- [WHAT IS NEEDED]: Could you extract, word for word, the stretch of the records below from the line containing "Note: for this drill we locate the tall" through the end of the records, with nothing else included?

Recorded data
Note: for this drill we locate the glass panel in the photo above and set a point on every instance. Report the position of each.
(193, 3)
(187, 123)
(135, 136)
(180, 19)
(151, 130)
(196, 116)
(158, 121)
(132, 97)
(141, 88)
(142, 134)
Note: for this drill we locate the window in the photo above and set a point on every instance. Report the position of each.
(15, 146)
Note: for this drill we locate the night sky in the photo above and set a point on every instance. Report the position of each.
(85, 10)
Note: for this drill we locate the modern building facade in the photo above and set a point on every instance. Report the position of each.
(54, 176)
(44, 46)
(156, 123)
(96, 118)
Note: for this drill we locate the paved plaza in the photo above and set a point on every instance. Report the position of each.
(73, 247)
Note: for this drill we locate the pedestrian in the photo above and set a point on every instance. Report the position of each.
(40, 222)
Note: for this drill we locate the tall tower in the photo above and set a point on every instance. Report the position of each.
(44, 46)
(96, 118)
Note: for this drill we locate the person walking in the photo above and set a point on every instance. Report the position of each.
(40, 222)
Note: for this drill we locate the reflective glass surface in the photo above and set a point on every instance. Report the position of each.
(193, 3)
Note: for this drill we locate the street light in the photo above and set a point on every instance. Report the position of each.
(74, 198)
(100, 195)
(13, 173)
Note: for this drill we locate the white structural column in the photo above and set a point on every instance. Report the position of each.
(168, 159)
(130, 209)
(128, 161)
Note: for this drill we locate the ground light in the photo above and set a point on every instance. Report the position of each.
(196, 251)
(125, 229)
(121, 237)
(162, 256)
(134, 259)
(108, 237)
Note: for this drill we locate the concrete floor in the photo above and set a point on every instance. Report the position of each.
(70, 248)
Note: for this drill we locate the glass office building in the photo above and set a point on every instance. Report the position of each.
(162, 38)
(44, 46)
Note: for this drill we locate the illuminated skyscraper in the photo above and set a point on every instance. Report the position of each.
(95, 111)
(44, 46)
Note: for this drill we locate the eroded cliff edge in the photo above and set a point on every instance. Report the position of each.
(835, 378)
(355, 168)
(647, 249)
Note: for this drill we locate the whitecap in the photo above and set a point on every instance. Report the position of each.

- [CORRECT RESULT]:
Note: for this drill we locate the tall tower in the photo above and set a point on every instance. Report the position of each.
(44, 46)
(96, 118)
Note: for this drill we locate the person walking in the photo above and set a point on every instance. Report the position of each.
(40, 222)
Note: for this drill we locate the reflective glass surface in the photo above and set a point on every instance. Report the position of each.
(193, 3)
Note: for this drill we locate the street light in the photo above and set a point on every instance. Report the position of each.
(74, 198)
(100, 195)
(13, 173)
Note: for this drill we locate the white structural column in the photo above and set a point on every instance. Report the position of each.
(168, 159)
(130, 209)
(128, 161)
Note: for this drill we locate the ground light in the photo above and set a point on every instance. Report the position of each.
(196, 251)
(125, 229)
(121, 237)
(162, 256)
(134, 259)
(108, 237)
Note: for this drill we locate the concrete floor in the photo above and set a point on every instance. Report the position of each.
(70, 248)
Note: for this drill we locate the glass office building in the photo above and set a point on every instance. Report the position of each.
(162, 38)
(44, 46)
Note: for this drill we locate the illuminated skyscraper in the photo above and set a point on every instance. Report the position of each.
(95, 111)
(44, 46)
Note: for this drill we locate the eroded cliff edge in the photo above and set a point on every instance. Report the position of each.
(835, 378)
(355, 168)
(647, 249)
Note: for this drill we locate the whitecap in the photo above and set a point on every instance. Report the position of each.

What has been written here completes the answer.